What needs to be done: Write out the listing exactly, dropping any picture it contains.

Excerpted records:
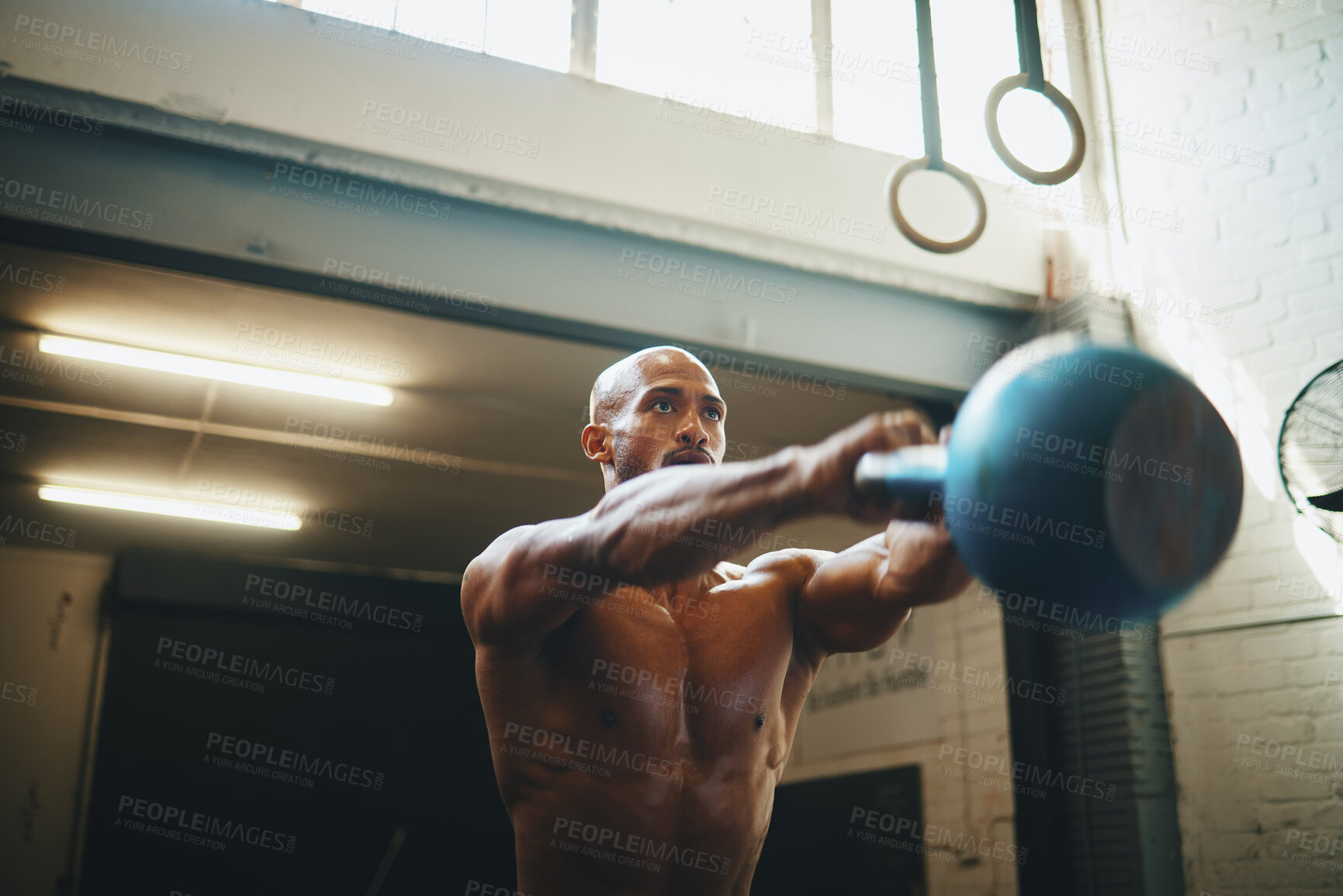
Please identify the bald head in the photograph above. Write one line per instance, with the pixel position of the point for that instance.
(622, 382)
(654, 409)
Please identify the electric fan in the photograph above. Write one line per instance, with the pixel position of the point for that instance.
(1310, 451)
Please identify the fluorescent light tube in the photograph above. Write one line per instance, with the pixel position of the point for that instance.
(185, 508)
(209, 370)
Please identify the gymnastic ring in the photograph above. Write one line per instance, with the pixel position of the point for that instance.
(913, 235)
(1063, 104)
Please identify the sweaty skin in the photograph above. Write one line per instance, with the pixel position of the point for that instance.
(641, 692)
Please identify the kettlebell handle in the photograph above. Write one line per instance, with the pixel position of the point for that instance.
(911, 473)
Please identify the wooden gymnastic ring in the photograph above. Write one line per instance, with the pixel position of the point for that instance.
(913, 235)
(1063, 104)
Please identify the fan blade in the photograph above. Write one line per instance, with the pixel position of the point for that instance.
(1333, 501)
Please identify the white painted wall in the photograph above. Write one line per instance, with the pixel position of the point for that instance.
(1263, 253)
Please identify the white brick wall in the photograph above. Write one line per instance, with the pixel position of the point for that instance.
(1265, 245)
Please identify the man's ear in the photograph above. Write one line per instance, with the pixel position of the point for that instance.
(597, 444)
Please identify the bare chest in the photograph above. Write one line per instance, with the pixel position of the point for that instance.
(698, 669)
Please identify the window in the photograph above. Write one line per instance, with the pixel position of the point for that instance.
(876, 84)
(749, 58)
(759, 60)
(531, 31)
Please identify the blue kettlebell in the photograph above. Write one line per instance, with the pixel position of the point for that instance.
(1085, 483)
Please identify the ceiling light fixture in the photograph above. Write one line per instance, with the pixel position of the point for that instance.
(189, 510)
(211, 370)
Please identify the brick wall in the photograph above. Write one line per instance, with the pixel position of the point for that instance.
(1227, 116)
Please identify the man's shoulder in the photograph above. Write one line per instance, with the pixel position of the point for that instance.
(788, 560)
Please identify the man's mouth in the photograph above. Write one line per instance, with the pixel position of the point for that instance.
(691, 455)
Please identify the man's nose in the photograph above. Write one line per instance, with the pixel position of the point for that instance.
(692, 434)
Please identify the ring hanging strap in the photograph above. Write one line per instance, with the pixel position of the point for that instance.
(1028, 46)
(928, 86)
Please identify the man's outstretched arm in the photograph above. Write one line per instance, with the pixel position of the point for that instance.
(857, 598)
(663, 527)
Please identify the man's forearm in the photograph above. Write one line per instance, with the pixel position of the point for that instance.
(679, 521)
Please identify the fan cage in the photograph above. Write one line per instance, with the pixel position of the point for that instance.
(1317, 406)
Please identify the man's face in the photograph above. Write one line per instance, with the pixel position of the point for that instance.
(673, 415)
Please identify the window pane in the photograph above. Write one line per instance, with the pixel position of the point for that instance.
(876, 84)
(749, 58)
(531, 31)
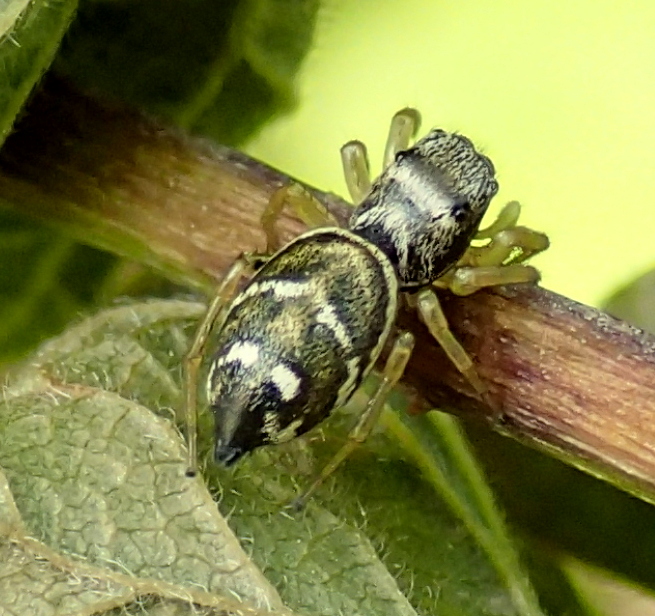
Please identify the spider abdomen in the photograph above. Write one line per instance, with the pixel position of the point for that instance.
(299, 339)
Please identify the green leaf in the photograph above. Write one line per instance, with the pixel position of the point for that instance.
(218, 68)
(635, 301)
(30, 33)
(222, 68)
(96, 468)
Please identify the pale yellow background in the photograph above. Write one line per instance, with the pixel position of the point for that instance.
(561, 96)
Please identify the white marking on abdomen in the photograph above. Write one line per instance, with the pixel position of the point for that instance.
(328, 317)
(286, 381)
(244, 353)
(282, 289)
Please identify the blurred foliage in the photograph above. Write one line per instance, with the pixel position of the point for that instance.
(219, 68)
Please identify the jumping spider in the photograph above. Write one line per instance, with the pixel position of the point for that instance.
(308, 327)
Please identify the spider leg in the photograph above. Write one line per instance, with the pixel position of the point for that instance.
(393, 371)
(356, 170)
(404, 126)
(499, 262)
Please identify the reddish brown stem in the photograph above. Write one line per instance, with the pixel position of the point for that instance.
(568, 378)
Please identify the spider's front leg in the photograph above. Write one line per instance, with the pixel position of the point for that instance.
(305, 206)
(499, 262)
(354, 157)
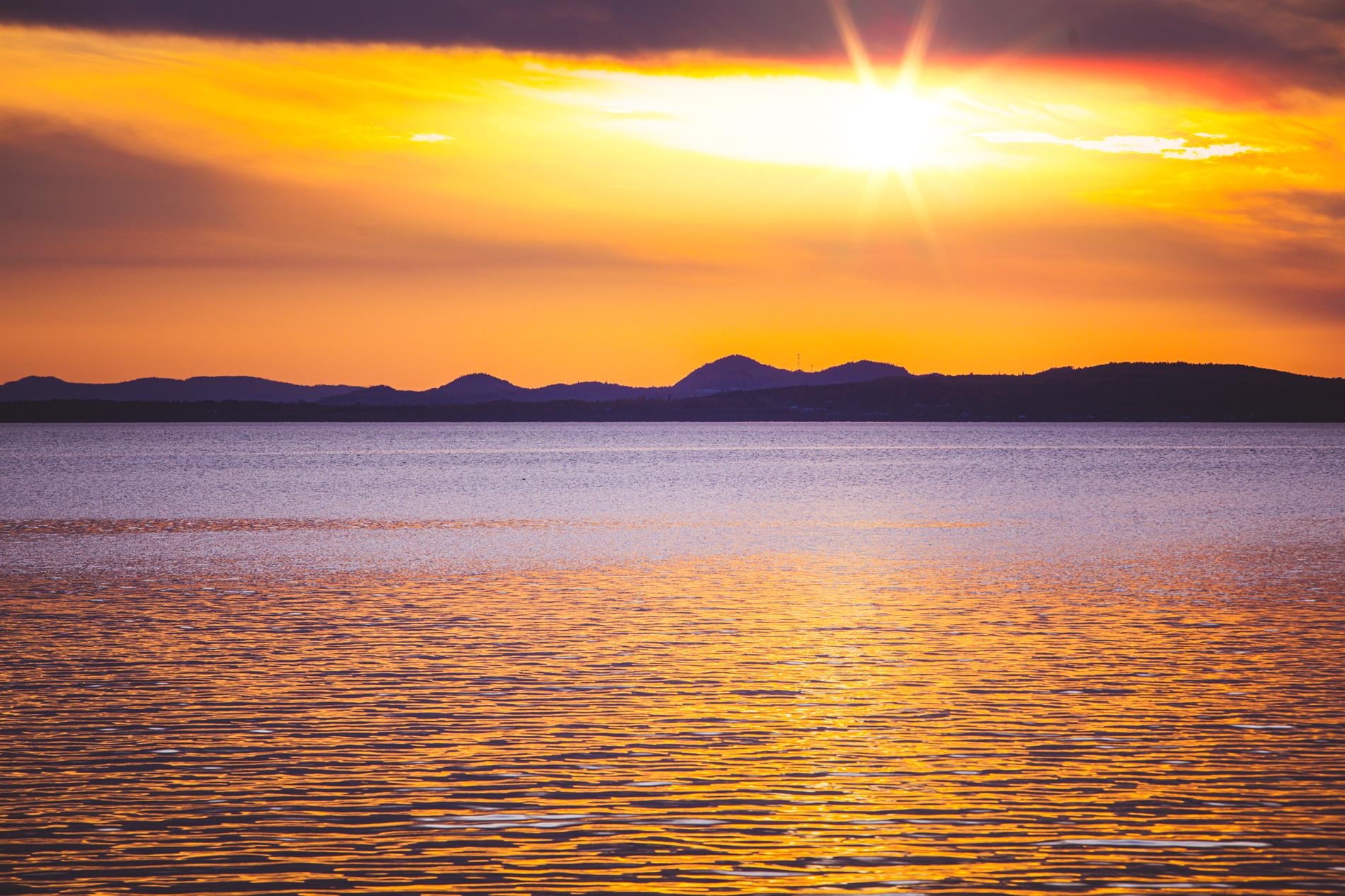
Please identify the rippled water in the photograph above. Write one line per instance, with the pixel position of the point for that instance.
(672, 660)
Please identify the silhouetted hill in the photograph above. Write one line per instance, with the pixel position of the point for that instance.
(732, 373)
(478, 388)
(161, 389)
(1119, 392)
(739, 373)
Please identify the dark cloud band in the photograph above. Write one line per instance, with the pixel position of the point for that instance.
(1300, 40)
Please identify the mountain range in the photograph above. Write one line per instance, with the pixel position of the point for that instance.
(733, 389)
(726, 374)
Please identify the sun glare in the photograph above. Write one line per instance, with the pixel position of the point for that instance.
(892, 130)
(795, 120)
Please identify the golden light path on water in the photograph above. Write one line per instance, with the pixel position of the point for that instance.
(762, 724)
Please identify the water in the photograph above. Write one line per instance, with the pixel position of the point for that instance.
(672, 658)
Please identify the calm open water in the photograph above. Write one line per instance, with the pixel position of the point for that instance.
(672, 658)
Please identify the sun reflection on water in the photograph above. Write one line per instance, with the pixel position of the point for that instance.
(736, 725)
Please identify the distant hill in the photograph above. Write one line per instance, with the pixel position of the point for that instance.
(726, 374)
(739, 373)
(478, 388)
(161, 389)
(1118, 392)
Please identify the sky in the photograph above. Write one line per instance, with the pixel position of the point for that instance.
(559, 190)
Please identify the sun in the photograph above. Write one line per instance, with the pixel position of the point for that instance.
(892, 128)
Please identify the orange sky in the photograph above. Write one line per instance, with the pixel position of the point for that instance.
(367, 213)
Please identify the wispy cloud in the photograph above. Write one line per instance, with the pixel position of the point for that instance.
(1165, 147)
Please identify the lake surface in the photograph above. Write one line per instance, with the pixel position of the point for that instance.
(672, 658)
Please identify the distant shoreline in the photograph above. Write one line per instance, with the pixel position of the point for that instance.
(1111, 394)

Answer box:
Please identify the bald head in the photograph above. Write one line per instance, with the pixel position of the point for that instance.
(622, 382)
(654, 409)
Please identify the electric fan in the photograph above. Write one line per instance, with the pixel position of the point for that instance.
(1310, 451)
Please identify the fluorescent light tube in the photograph above. Write one line per instance, with the pixel position of the point for that instance.
(185, 508)
(209, 370)
Please identify the gymnastic ring in the photograph above. Write one line per instance, with the pixel position of the point for that instance.
(913, 235)
(1063, 104)
Please identify the sweaty skin in the photograph above. Write one line per instance, with the pixel position of the point for that instance.
(641, 692)
Please identify the kettlebell handle in the photograph above. Write one line per instance, with the pixel position of the point for that instance.
(911, 473)
Please identify the wooden gymnastic ring in the photograph above. Write one line per instance, with the pixel position of the point for that instance.
(913, 235)
(1063, 104)
Please identify the fan blade in the photograph above. Write one line per instance, with the pixel position of the point for that instance.
(1333, 501)
Please identify the white painted wall in the photograph above. Write one line per instance, with the pixel position of the point for that instance.
(1263, 253)
Please identify the white brick wall in the photograph above. Write one line per instance, with the pixel position of the point for that instance.
(1265, 245)
Please identify the man's ear in the photograph above. Write one line per instance, with the pixel position of the point for that instance.
(597, 444)
Please identify the bare chest in the photograph above. Write one line per instance, with the pixel position of the point for that instance.
(698, 669)
Please identify the window in the photograph above. Write one line per instance, with the pixel position of the point for that instance.
(876, 84)
(749, 58)
(759, 60)
(531, 31)
Please identify the blue kettlebell in the photograph above. Write one line per instance, with the pixel position of the point for that instance.
(1085, 483)
Please identify the ceiling light fixture in the photograph above. Write one line per instance, with the pixel position of the point for that instance.
(189, 510)
(211, 370)
Please identify the brick wall in the photograph above. Write one line per instance, with the pixel position of the point for that instance.
(1227, 116)
Please identify the man's shoulder in the photograph above. Write one line per instance, with the pixel position of the point for that instance.
(788, 560)
Please identify the man's mouth in the photograph above. Write one line per instance, with the pixel position of the point for that instance.
(691, 455)
Please identify the man's nose in the photograph above. Write one line per instance, with the pixel position of the point for that instance.
(692, 434)
Please identify the ring hanging strap in the photograph above. Write one line per instance, with the pixel position of the point for that instance.
(1028, 46)
(928, 86)
Please identify the man's outstretched arm in the photograph above. Write one line per instance, with the pixel position of the point for that instance.
(857, 598)
(663, 527)
Please identify the man's forearm in the photograph above. Write one line per instance, with the pixel position of the point for that instance.
(679, 521)
Please identify the fan cage in the photograph above. Write one line per instance, with the pixel position of the point for that instance.
(1317, 406)
Please identify the man's face in the photograph above. Write one line per instance, with the pixel position of the point for that instance.
(673, 415)
Please identify the window pane in the photograph above. Write one line per instance, with the pixel position of the point for that instance.
(876, 84)
(749, 58)
(531, 31)
Please identify the spider abdomen in the photograph above. Write one line per instance, with the pixel position of the point for that instance.
(299, 339)
Please identify the green leaf in the photograph above. Write one line per instance, with the pixel position of the point for that instance.
(218, 68)
(635, 301)
(30, 33)
(222, 68)
(96, 468)
Please identify the pale yellow background in the photograph above. Write one line per instance, with the pixel position of the point for that instance.
(561, 96)
Please identify the white marking on abdomen in the photograph above. Write one line per instance, with the pixel position of the point for that instance.
(328, 317)
(286, 381)
(244, 353)
(282, 289)
Please identify the blurred foliage in the photograph above. Write one line per instance, with the pixel position of the point for that instance.
(219, 68)
Please identify the jumping spider in the photograph above. Write one line per instance, with the pixel position of the point for that instance.
(308, 327)
Please identify the spider leg in the photograph above. Write one line per instance, with the pixel position of the point for that instance.
(393, 371)
(356, 170)
(404, 126)
(499, 262)
Please identify the reddish brown stem in the photograph above. Write one line per instance, with the pixel position of the point for that instance.
(568, 378)
Please identify the spider's front leg in the photograph above. Write one line per instance, with the pixel position of the point for that instance.
(305, 206)
(499, 262)
(354, 157)
Please identify the rippled water in the photograph above. Write one line per instance, with the pixel position of the point for that instance.
(672, 660)
Please identify the silhouetted hill in the photograph above. Write one line per instance, with the pixel position of the point for that instance.
(732, 373)
(478, 388)
(161, 389)
(1119, 392)
(739, 373)
Please identify the dark cloud band in the photograph above. Write one line per instance, with the pixel position of the point for that instance.
(1300, 40)
Please identify the mountain range in the photograph above. Write one line per instance, with the pixel position of the point for that instance.
(733, 389)
(726, 374)
Please identify the sun glare in the photograph above. Write one line per instance, with the pixel position of the point for that instance.
(892, 130)
(795, 120)
Please identify the golden light path on water in the photograph above. Write one line per instance, with the pixel position of the point for that instance.
(762, 724)
Please identify the water in the photograph above. Write one line per instance, with the pixel position of the point for that instance.
(672, 658)
Please identify the calm open water in the photograph above. Write one line per instance, with the pixel position of the point for that instance.
(672, 658)
Please identify the sun reflection on water in the photograph above. Write one line per instance, with the pixel position of the point for that instance.
(736, 725)
Please identify the distant hill in the photograph above. Write one line per instance, with the pixel position of the point for that instance.
(726, 374)
(739, 373)
(478, 388)
(161, 389)
(1118, 392)
Please identify the sky in the photograph above. Write one line per instance, with the pixel position of the point for that instance.
(559, 190)
Please identify the sun in the photograph above. Write one line per instance, with the pixel position of the point for that instance.
(892, 128)
Please identify the orange sky in the photograph above. Write one line per instance, with the pixel position of the point for that instance.
(367, 213)
Please identify the wispy cloud in the photograph above. Write one line per instance, with the pixel position of the point for that instance.
(1165, 147)
Please identify the lake surface in the photograph above. Write one line per instance, with the pixel position of the point for that instance.
(672, 658)
Please identify the distant shoreline in the photograph above. Write one line per instance, with the pixel position of the point for that instance.
(1111, 394)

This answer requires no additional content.